+++ Supplied information +++

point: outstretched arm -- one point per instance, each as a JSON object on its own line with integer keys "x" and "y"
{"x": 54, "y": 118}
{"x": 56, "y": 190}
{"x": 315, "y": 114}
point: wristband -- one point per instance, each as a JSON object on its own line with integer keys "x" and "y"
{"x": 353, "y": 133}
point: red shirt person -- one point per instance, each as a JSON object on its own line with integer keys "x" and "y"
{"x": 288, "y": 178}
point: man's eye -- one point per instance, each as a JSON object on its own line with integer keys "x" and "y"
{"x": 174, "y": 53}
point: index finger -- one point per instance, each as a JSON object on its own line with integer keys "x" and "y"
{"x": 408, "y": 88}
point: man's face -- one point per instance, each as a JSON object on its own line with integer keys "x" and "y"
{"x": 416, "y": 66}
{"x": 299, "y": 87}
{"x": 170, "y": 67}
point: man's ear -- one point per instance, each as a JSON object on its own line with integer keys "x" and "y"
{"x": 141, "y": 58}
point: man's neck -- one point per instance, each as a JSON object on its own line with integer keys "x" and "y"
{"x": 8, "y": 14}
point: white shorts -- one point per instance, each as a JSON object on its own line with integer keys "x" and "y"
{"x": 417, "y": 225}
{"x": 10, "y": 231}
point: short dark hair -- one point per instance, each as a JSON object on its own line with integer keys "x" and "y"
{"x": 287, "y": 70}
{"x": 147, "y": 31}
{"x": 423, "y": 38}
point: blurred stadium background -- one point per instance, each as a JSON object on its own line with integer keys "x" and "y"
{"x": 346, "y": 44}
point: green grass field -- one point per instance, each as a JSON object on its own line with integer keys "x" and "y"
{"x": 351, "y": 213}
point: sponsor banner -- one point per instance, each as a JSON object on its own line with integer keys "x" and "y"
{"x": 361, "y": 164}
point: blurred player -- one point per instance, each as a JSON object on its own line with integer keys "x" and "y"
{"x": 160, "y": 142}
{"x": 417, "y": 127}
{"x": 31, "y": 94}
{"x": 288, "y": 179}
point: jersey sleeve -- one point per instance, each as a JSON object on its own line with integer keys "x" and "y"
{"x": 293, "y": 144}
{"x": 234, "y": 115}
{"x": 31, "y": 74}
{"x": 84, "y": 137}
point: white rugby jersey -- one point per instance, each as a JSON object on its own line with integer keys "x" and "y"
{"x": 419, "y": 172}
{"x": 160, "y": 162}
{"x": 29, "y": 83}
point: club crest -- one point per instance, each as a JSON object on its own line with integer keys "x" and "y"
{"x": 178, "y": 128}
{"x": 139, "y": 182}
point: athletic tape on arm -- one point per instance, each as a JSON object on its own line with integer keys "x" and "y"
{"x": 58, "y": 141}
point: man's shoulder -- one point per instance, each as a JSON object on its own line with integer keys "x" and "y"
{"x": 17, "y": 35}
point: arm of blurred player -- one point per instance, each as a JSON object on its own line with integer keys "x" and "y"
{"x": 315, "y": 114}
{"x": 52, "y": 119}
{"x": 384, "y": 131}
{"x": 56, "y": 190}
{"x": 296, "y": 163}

+++

> _Short problem_
Repeat the items above word for word, starting at the line that contains "point: club crest" and ending with the last line of the items.

> _Task response_
point: club crest -- one point per instance, each as a JSON object on its own line with integer keys "x" and "y"
{"x": 178, "y": 128}
{"x": 139, "y": 182}
point: athletic tape on arm -- one point per instance, each as a JSON object on its own line with integer keys "x" and "y"
{"x": 58, "y": 141}
point: man's shoulder -- one point per instance, each as a JSON object on its own line with integer keys "x" and "y"
{"x": 17, "y": 35}
point: arm of blurred player -- one point per instance, each as a JSON object on its own line with integer keys "x" and "y"
{"x": 315, "y": 114}
{"x": 52, "y": 119}
{"x": 384, "y": 131}
{"x": 56, "y": 190}
{"x": 296, "y": 163}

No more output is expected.